# Start of EXTRACTED TEXT

In English “grice” or “grise” is a little pig, but the word is not widely known.
From a Scandinavian word. Icelandic? (Scroll down to 2.)
And don’t miss griskin.
I should be eating lunch, fortifying myself for an afternoon of work, not doing this. Here I go …
>Studiolum
« La algalia, parecida al almizcle, y ámbar gris están citados en “El Quijote” (I, 4 por ejemplo).”
“Solche Tierfiguren, mit wohlriechenden Pasten belegt
“mit wohlriechender Masse überzogen”
If the various renditions above of these German expressions sound a little strange:
that might be because nobody seems to have happened on the word “coated”, which is what “überzogen” means here (in other contexts it means “exaggerated” = overdrawn, here it means “drawn over”). A chocolate-covered cake, or cake with a chocolate glazing, is a Torte mit Schokoladenüberzug. A bear coated in musk is not unlike a stick of incense, except the bear was presumably not supposed to be ignited.
I almost wrote “doss stick” instead of stick of incense, but I can’t find “doss stick” in any dictionary. Am I imagining things ?
Joss stick?
That’s the one !
Thanks, Grumbly, yes, “coated”, that’s the word I was looking for.
Isn’t it peculiar that we all thought it sounded like a strange practice, whereas the problem was merely a strange word in this context, namely “covered”.
“Covered” is not even an exotic word, it’s just not “the right one”. Is anyone going to insist that language doesn’t shape our thoughts ? I know that’s an old, old discussion, but I find this example to be very striking – so many people just a hairsbreadth away from the right word for the right thought.

# End of EXTRACTED TEXT

__LIST OF TASKS__
1. Answer these questions from the word discussion above:
(a) What is a "grice" or "grise" in English?
(b) What does "überzogen" mean in the German expressions discussed?
(c) What is the German term for a cake with a chocolate glazing?
2. Reproduce the word discussion above from "And don’t miss" to "to be ignited.".

# Start of RECORDS SHOWN

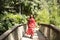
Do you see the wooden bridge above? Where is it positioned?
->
[0,24,60,40]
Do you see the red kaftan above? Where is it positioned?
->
[26,18,35,36]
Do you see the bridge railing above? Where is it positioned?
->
[39,24,60,40]
[0,24,26,40]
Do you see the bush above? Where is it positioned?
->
[0,13,27,34]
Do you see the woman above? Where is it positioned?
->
[26,15,35,38]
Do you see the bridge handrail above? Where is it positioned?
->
[0,24,22,40]
[40,24,60,32]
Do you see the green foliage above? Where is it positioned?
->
[0,13,27,31]
[35,9,49,23]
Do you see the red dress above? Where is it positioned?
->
[26,18,35,36]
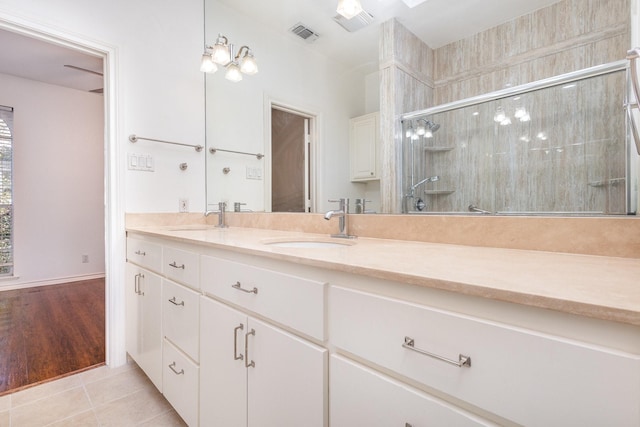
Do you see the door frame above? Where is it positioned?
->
[0,12,127,367]
[263,96,321,212]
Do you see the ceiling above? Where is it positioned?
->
[0,0,560,91]
[215,0,560,71]
[0,30,103,91]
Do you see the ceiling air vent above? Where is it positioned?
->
[333,10,373,33]
[289,22,320,43]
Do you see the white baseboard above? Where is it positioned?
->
[0,273,105,291]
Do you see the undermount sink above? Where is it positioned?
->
[169,225,216,231]
[262,238,356,249]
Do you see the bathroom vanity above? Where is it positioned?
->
[126,226,640,426]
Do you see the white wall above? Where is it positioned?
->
[206,0,365,211]
[0,74,105,287]
[0,0,205,212]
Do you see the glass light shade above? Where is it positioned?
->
[211,41,231,65]
[336,0,362,19]
[240,52,258,76]
[224,62,242,83]
[200,53,218,73]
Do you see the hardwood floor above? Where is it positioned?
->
[0,279,105,395]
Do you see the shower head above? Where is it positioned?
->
[416,119,440,138]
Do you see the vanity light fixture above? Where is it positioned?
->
[336,0,363,19]
[200,34,258,82]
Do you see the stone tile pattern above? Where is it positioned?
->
[380,0,631,213]
[0,362,186,427]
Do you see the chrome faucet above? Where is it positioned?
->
[402,175,440,213]
[324,199,356,239]
[204,202,227,228]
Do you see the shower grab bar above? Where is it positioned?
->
[625,47,640,154]
[209,147,264,160]
[129,134,204,153]
[400,59,629,120]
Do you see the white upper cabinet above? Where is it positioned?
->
[349,113,380,181]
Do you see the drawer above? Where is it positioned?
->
[163,246,200,289]
[127,237,162,273]
[200,256,326,340]
[162,279,200,362]
[162,340,200,426]
[329,287,640,425]
[329,355,494,427]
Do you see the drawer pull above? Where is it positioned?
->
[133,273,144,296]
[402,337,471,368]
[244,329,256,368]
[169,297,184,307]
[233,323,244,360]
[231,282,258,294]
[169,362,184,375]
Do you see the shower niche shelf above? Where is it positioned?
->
[589,178,626,187]
[424,190,456,196]
[424,145,456,153]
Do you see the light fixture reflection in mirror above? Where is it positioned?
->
[200,34,258,83]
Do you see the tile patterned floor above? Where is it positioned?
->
[0,362,186,427]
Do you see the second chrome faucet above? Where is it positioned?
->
[324,199,356,239]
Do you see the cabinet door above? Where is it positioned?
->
[163,340,199,426]
[200,297,248,427]
[330,355,493,427]
[245,318,327,427]
[125,263,162,390]
[162,279,200,363]
[349,113,380,181]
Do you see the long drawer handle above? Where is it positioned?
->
[244,329,256,368]
[169,362,184,375]
[169,297,184,307]
[233,323,244,360]
[133,273,144,296]
[231,282,258,294]
[402,337,471,368]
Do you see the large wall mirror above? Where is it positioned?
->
[204,0,638,215]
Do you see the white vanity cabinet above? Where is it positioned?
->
[200,256,328,427]
[329,354,494,427]
[162,245,200,426]
[329,287,640,426]
[125,239,162,391]
[349,113,380,181]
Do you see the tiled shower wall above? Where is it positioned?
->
[432,0,631,103]
[396,0,630,213]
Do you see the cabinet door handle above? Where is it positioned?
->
[233,323,244,360]
[133,273,144,296]
[169,362,184,375]
[231,282,258,294]
[244,329,256,368]
[402,337,471,368]
[169,297,184,307]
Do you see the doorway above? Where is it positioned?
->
[266,104,315,212]
[0,18,121,367]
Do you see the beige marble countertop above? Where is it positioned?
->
[127,225,640,325]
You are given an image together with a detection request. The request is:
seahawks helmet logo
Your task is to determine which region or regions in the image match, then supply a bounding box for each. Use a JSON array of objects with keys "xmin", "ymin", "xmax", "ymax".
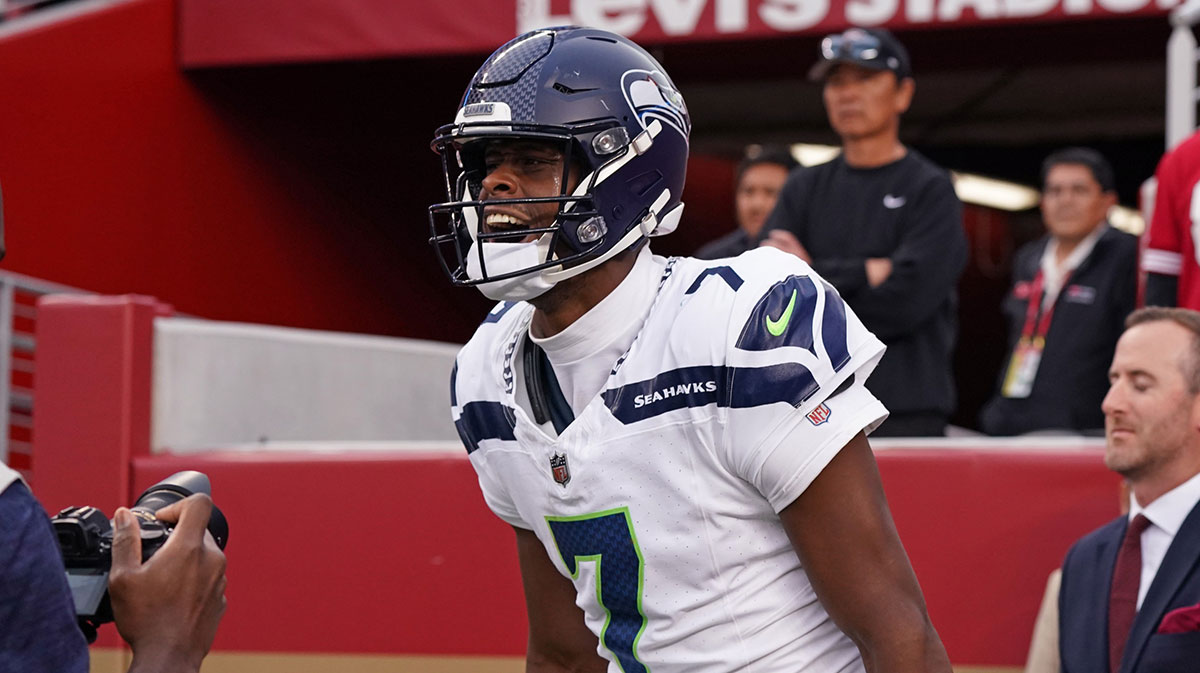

# End of RECORDS SHOWN

__SOLUTION SET__
1.
(a) A little pig.
(b) Coated, in the sense of "drawn over."
(c) Torte mit Schokoladenüberzug.

2.
And don’t miss griskin.
I should be eating lunch, fortifying myself for an afternoon of work, not doing this. Here I go …
>Studiolum
« La algalia, parecida al almizcle, y ámbar gris están citados en “El Quijote” (I, 4 por ejemplo).”
“Solche Tierfiguren, mit wohlriechenden Pasten belegt
“mit wohlriechender Masse überzogen”
If the various renditions above of these German expressions sound a little strange:
that might be because nobody seems to have happened on the word “coated”, which is what “überzogen” means here (in other contexts it means “exaggerated” = overdrawn, here it means “drawn over”). A chocolate-covered cake, or cake with a chocolate glazing, is a Torte mit Schokoladenüberzug. A bear coated in musk is not unlike a stick of incense, except the bear was presumably not supposed to be ignited.